- _EXERCISE DETAILS_
Copy out each line of the material below with no changes.

Dataset rows on where objects appear
* BEGIN *

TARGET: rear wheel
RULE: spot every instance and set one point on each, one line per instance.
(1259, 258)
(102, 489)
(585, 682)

* END *

- _SOLUTION TO THIS EXERCISE_
TARGET: rear wheel
RULE: spot every instance and set one point on each, one line per instance.
(1259, 258)
(102, 489)
(585, 682)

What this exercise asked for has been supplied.